The 1922 Labour Party leadership election was the first leadership election for the posts of chairman and leader of the Parliamentary Labour Party. Previously the position had been simply the "Chairman of the Parliamentary Labour Party".

The election took place when the incumbent chairman J. R. Clynes was challenged by the former leader Ramsay MacDonald. MacDonald opposed the way Clynes led the party.

Candidates 

 John Clynes, incumbent leader of the Labour Party, Member of Parliament (MP) for Manchester Platting
 Ramsay MacDonald, former leader of the Labour Party, MP for Aberavon

Result
Ramsay MacDonald was elected in a single ballot of Labour MPs on 14 December.

========================

■ What is needed: Extend the text on the 1922 Labour Party leadership election, picking up right after its final sentence.

Image entries on named regions

========================

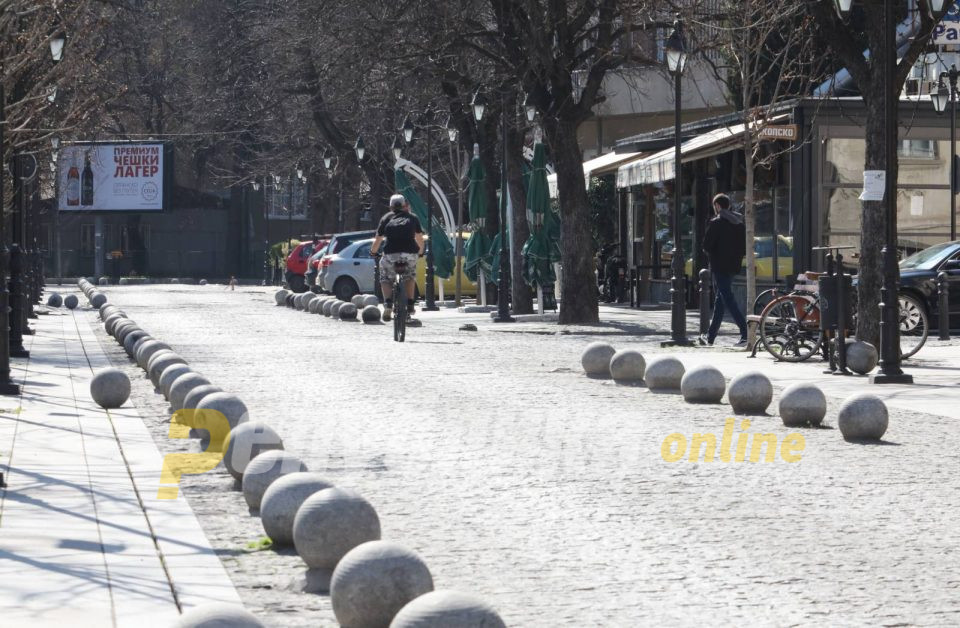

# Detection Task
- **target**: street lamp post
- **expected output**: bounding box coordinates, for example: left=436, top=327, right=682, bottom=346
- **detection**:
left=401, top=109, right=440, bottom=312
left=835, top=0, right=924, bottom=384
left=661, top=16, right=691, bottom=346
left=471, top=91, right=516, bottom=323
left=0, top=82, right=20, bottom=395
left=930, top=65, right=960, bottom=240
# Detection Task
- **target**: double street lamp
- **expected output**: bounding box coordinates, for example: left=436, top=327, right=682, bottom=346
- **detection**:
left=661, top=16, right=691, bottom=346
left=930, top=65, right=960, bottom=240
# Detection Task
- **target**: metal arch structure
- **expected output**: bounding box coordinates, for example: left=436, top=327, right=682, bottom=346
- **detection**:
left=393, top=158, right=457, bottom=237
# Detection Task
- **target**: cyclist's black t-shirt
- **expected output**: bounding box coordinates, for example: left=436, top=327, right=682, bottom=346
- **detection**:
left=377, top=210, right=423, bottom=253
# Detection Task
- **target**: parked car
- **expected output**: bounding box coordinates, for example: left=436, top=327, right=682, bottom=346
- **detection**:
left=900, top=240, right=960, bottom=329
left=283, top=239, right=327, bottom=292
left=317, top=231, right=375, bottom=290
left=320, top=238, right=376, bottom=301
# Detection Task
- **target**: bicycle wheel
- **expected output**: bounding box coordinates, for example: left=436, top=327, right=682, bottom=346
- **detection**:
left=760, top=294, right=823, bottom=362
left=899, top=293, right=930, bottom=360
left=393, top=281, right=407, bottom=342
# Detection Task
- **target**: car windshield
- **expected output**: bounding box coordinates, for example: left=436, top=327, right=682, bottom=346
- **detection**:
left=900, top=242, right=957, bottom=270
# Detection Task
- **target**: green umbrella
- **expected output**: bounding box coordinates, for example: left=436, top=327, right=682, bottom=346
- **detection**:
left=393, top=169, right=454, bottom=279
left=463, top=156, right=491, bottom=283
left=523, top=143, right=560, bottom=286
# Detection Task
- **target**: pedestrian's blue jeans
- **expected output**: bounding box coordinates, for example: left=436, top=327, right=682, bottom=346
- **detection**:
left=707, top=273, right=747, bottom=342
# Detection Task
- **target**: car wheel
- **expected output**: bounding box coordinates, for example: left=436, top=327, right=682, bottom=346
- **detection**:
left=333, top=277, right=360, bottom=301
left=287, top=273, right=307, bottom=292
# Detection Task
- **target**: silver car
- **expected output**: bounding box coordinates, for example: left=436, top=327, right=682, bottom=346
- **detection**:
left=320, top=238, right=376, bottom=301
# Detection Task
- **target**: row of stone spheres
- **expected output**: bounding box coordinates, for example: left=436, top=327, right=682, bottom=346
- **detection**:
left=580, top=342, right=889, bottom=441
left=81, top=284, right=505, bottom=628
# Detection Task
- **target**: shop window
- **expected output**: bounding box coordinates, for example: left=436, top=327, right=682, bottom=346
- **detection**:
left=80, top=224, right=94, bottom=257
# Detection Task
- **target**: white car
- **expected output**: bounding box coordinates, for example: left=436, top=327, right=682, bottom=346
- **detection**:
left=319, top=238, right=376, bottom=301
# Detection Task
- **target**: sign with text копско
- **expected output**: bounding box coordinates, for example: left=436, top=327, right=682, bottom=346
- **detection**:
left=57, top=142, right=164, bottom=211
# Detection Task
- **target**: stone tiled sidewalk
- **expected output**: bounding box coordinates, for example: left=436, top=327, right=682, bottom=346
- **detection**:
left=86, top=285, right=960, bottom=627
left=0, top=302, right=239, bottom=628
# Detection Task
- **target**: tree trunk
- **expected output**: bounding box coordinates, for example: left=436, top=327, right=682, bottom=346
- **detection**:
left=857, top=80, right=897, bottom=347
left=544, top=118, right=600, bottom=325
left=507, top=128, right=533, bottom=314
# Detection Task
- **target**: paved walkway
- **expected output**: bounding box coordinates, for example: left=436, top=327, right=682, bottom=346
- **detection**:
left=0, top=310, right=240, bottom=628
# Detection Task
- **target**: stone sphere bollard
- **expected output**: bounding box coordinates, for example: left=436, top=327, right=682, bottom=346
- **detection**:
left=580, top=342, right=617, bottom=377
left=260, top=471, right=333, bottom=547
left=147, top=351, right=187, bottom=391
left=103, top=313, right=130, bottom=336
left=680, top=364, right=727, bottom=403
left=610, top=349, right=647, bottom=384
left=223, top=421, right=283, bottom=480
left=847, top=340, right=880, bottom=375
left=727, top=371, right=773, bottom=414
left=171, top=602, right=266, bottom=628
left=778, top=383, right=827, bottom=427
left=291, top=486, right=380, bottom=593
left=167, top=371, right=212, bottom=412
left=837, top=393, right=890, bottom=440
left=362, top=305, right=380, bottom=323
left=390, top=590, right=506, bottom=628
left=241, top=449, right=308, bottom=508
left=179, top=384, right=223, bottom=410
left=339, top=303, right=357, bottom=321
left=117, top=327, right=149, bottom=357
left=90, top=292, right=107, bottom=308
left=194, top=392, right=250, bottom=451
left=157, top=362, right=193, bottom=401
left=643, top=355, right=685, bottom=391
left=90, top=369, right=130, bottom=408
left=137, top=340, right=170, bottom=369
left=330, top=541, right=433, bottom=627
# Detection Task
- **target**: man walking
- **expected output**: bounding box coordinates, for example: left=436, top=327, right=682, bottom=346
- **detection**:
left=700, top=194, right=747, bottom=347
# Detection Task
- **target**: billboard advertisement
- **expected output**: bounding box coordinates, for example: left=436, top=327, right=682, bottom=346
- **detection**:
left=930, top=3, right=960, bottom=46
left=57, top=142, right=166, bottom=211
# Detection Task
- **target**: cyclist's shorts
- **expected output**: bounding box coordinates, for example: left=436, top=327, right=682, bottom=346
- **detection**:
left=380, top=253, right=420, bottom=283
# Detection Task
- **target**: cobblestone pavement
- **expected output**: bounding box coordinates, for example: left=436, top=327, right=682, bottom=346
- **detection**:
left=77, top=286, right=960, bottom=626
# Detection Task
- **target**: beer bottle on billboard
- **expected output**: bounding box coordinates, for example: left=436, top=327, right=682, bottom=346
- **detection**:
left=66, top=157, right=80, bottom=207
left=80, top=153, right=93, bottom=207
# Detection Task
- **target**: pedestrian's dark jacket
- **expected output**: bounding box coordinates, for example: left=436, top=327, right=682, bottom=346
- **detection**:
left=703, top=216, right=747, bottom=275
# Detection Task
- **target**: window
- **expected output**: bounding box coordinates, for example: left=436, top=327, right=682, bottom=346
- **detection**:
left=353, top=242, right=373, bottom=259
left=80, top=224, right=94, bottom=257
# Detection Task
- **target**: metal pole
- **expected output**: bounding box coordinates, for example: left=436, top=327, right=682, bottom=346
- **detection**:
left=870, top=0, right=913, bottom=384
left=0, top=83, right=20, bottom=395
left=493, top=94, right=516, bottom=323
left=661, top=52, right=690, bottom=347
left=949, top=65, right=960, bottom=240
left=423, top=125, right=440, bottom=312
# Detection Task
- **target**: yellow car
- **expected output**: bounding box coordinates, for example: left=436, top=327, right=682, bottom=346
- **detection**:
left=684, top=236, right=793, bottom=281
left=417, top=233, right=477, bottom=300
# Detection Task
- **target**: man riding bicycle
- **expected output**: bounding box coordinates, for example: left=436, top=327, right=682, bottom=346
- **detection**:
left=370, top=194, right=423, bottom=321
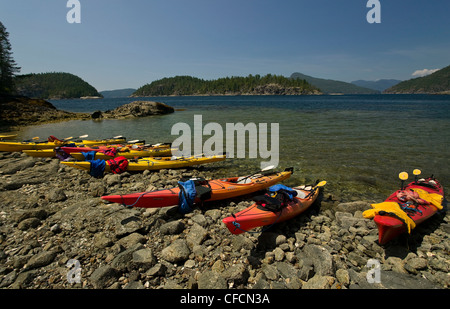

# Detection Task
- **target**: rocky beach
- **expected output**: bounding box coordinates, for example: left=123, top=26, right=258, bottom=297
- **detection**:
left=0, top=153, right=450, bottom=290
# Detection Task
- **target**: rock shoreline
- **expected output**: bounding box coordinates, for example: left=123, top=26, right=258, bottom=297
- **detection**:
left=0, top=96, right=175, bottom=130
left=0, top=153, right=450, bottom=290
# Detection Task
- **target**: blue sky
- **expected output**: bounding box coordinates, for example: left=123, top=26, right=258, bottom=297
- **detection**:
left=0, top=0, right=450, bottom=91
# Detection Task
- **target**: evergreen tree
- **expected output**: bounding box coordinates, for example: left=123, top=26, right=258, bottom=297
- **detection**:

========================

■ Response to this task:
Aftermath 
After the election Clynes was given the newly created office of deputy leader of the Labour Party. As Labour leader, MacDonald became prime minister in 1924 and from 1929 to 1931, at which point he became head of a National Government that was opposed by the bulk of the Labour Party. He was succeeded as party leader by Arthur Henderson. MacDonald was subsequently expelled from the party. In 1932, George Lansbury became leader unopposed, as one of the few experienced Labour MPs left in Parliament, but trades union opposition to his pacifism led to his resignation in 1935 and replacement by his deputy Clement Attlee. A month later Attlee was challenged in a new election.

References
 

1922
1922 elections in the United Kingdom
Ramsay MacDonald
Labour Party leadership election (UK)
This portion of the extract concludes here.